** Passage **

Life in the Slow Lane

Life in the Slow Lane

Thursday, September 22, 2005

Getting Too Old For It All

Mr. Scotty Gee asked me to tell a story about working in the film industry. I have plenty of stories to tell and have already told the tale of working for the biggest witch in the natural and supernatural world. You can read about it here and here. One is a long post so get a cup of tea or something.

My recent work in film as been as a special effects costumer. I made a lot of the hats and accessories in a little film called Connie And Carla. They do a South Pacific musical number to “I’m Gonna Wash That Man Right Out Of My Hair” and I made their sudsy hats. If you saw the recent stinker, The Chronicles of Riddick, you saw my handy work there too. The bad guy, Lord Marshal, wears a weird metal skullcap. I assembled several of these things. I did not make the individual pieces and I did not design the cap but I was the one who had to glue, wire and rivet it all together. There were about 16 caps in all ranging from a couple metal ones to several plastic and rubber ones for the stunt guys. That was a good gig.

** Set task 1 **
Display each line of the entries that contains the string "wall", treating uppercase and lowercase letters as different.
** Set task 2 **
Write the next part of the blog post about special effects costume work in film, starting right after its final sentence.
The blog post above has no connection to the entries that come after it.

Coordinate annotation entries
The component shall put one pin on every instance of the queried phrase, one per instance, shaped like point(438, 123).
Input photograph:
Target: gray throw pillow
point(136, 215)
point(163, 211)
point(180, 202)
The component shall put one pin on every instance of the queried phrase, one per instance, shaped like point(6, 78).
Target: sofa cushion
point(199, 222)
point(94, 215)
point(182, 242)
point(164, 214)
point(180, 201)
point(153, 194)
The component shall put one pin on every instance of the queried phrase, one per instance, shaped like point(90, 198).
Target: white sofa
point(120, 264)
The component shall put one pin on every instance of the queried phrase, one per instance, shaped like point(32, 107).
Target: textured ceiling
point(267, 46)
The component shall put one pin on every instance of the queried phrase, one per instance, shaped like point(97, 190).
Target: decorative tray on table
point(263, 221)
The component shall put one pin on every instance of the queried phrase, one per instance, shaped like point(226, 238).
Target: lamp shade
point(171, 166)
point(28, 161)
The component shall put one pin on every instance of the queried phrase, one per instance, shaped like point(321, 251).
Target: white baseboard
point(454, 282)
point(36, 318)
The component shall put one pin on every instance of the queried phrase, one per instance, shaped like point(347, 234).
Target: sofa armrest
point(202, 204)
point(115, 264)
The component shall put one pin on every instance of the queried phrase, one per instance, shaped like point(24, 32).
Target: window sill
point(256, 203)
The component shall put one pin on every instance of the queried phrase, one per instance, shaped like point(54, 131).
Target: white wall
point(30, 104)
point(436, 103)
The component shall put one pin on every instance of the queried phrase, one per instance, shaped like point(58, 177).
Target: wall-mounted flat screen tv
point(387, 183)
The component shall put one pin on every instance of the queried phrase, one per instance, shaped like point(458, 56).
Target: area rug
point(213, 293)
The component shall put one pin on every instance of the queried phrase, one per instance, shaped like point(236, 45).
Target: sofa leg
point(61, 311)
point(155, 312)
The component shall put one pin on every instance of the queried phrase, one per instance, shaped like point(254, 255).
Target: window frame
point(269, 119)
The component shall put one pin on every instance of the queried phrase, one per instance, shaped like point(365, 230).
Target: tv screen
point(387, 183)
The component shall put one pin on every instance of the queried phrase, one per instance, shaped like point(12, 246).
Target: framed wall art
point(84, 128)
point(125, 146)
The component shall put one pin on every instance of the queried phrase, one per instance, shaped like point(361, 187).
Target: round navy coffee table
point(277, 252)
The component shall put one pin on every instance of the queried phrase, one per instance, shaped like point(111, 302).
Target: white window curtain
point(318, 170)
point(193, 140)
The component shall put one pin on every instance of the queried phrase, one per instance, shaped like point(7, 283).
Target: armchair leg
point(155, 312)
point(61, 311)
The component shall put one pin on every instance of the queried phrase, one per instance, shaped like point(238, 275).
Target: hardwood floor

** Expected output 1 **
Target: white wall
Target: wall-mounted flat screen tv
Target: framed wall art

** Expected output 2 **
Before I did special effects costuming I was what was called a Costume Set Supervisor. That means I was the one on set with the actors making sure they were wearing the right outfits in the right way. My job was to create and maintain a Continuity Bible. Most movies are filmed out of sequence so you have to keep detailed notes and photos of exactly how the costumes were worn from scene to scene. You sometimes notice it when a character walks into a room and they are wearing a jacket zipped up half way and a purse over their left shoulder. Then they walk into a different room and the jacket is unzipped and the purse is on the right shoulder or missing altogether. Yes, that would be bad continuity. Those two rooms were probably not even located in the same building and the two scenes were shot weeks apart. And yes, there is actually a job to keep track of those things and yes I got paid good money for doing that. Only in the movie business.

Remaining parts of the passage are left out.